▸ **提示した抜粋**
焼酎のオンザロックを飲りながら、どれどれ、一箸つまんで食べてみる。

「・・・ん~~これ〈大根の酢の物〉かぁ?もうチョッと酢を足したほうがいいんじゃないかぁ?」

すると家内が言うのだった。

「父さん、それ〈酢の物〉じゃないよぉ、塩揉みだよ~」

「えぇ~?〈酢の物〉の味がしたけどなぁ」

「酢なんか入れてないよぉ~醤油かポン酢か好きなほうで食べて~」

白い磁器の小鉢の底に、懐石料理のように品良くひと摘まみ盛り付けてあるのだから、〈酢の物〉にしか見えなかったのだ。ビジュアルが完璧な〈酢の物〉なのだ。

▸ **取り組む課題**
大根の塩揉みの文章を、最後の文の後から書き継ぎなさい。 記録は、大根の塩揉みの文章とは別の出典から採ったものである。

▸ **提供データ**
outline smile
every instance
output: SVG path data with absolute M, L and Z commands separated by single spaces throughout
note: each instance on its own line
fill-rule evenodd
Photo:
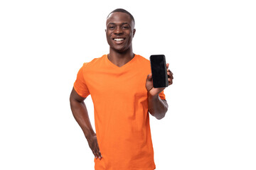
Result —
M 124 40 L 124 38 L 113 38 L 114 41 L 123 41 Z

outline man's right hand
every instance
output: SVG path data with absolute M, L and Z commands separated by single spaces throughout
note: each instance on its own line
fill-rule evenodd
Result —
M 92 149 L 92 153 L 95 155 L 95 158 L 96 159 L 99 158 L 100 160 L 102 158 L 102 157 L 100 151 L 96 134 L 94 134 L 91 137 L 87 137 L 87 140 L 88 141 L 89 147 Z

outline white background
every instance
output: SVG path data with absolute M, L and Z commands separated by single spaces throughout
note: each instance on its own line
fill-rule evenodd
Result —
M 134 52 L 174 72 L 166 117 L 150 116 L 156 169 L 256 169 L 256 6 L 235 0 L 1 1 L 0 169 L 93 169 L 69 95 L 117 8 Z

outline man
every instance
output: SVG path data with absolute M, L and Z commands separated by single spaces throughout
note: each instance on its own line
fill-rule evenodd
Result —
M 149 111 L 161 119 L 168 104 L 164 88 L 153 87 L 149 61 L 133 53 L 134 23 L 124 9 L 110 13 L 105 30 L 110 53 L 83 64 L 70 94 L 72 112 L 95 155 L 96 170 L 156 168 Z M 170 85 L 172 73 L 167 72 Z M 97 134 L 84 103 L 89 94 Z

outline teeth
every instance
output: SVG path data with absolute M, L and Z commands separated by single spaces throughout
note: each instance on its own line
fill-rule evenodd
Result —
M 124 38 L 114 38 L 114 40 L 115 41 L 122 41 L 122 40 L 124 40 Z

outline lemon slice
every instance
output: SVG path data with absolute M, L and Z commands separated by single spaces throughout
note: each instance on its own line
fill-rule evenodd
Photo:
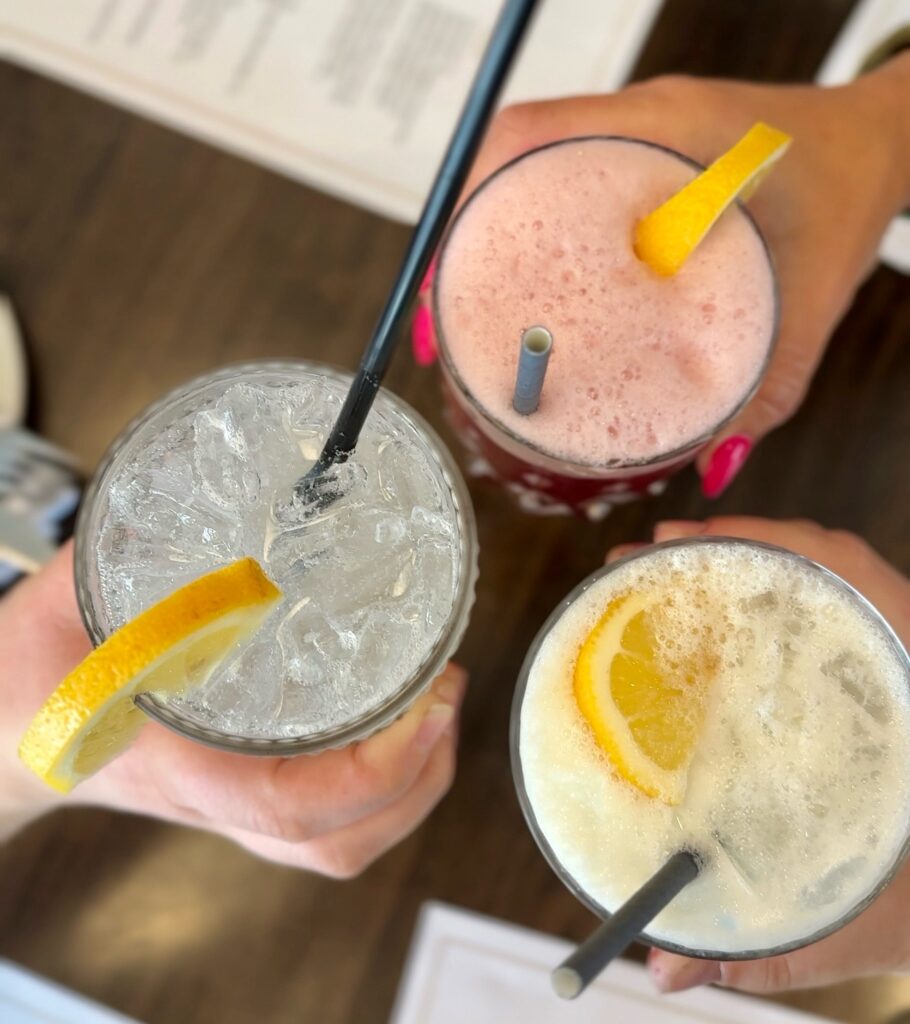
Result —
M 711 225 L 736 199 L 747 199 L 791 142 L 785 132 L 757 124 L 710 167 L 635 228 L 635 252 L 656 273 L 677 273 Z
M 611 601 L 578 653 L 574 692 L 619 775 L 649 797 L 679 804 L 714 666 L 702 641 L 682 654 L 664 650 L 656 636 L 661 611 L 646 594 Z
M 60 793 L 92 775 L 148 721 L 143 691 L 183 693 L 262 623 L 280 598 L 253 558 L 201 577 L 110 636 L 57 686 L 32 720 L 19 758 Z

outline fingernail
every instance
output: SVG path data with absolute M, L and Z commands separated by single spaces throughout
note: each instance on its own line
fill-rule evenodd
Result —
M 420 367 L 431 367 L 436 361 L 436 334 L 430 307 L 423 302 L 417 307 L 410 325 L 410 347 Z
M 631 541 L 629 544 L 617 544 L 607 552 L 607 565 L 619 558 L 623 558 L 625 555 L 631 555 L 633 551 L 640 551 L 642 548 L 647 547 L 648 545 L 644 541 Z
M 421 751 L 432 750 L 439 737 L 451 725 L 454 719 L 454 708 L 447 703 L 437 703 L 427 712 L 417 730 L 415 743 Z
M 721 965 L 717 961 L 658 954 L 648 957 L 648 971 L 661 992 L 684 992 L 721 980 Z
M 713 451 L 704 476 L 701 493 L 705 498 L 718 498 L 733 482 L 736 474 L 752 451 L 752 440 L 745 434 L 734 434 L 722 441 Z

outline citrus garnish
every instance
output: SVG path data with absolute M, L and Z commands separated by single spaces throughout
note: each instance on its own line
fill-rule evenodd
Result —
M 112 634 L 50 694 L 19 757 L 60 793 L 92 775 L 148 721 L 143 691 L 183 693 L 250 636 L 281 592 L 253 558 L 186 584 Z
M 635 227 L 635 252 L 656 273 L 677 273 L 736 199 L 747 199 L 789 146 L 785 132 L 757 124 Z
M 574 691 L 619 775 L 649 797 L 678 804 L 714 662 L 703 639 L 665 649 L 657 638 L 665 610 L 647 594 L 614 598 L 581 646 Z

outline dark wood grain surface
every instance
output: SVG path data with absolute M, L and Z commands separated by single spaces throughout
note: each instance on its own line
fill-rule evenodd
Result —
M 809 79 L 851 6 L 668 0 L 637 77 Z M 196 373 L 279 355 L 354 365 L 405 228 L 11 66 L 0 111 L 0 285 L 28 332 L 32 422 L 87 469 L 134 413 Z M 799 414 L 712 508 L 854 529 L 910 569 L 908 335 L 907 282 L 879 269 Z M 432 372 L 402 351 L 388 383 L 449 436 Z M 527 518 L 472 489 L 483 553 L 461 652 L 472 674 L 461 766 L 423 827 L 362 878 L 334 883 L 189 830 L 59 812 L 0 850 L 0 954 L 148 1024 L 379 1024 L 426 899 L 581 938 L 592 922 L 513 795 L 512 687 L 541 621 L 607 547 L 708 506 L 691 472 L 599 525 Z M 910 984 L 788 1001 L 873 1024 L 910 1007 Z

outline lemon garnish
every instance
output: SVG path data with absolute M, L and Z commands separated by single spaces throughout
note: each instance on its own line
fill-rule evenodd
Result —
M 746 199 L 791 142 L 757 124 L 685 187 L 635 227 L 635 252 L 656 273 L 677 273 L 711 225 L 736 199 Z
M 647 594 L 607 606 L 575 663 L 575 700 L 618 774 L 649 797 L 678 804 L 704 718 L 716 666 L 703 641 L 668 652 L 657 639 L 664 609 Z
M 132 742 L 148 721 L 143 691 L 183 693 L 205 682 L 280 598 L 253 558 L 186 584 L 96 647 L 50 694 L 21 742 L 23 762 L 69 793 Z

▸ **記述した解答**
しかし見た目から脳が〈酢の物〉だと認識してしまうと、全く酢が入っていないにも拘らず、酸味を感じてしまったのだ。

料理は5感で食べる、なんていうことを聞いたこともあるが、〈視覚〉だけで〈酢の物〉だと決定した僕の脳は〈味覚〉に錯覚を起こさせてしまったようだ。

人間の感覚なんて、案外、危ういものなのかもしれない。先入観1つで狂ってしまうのだ。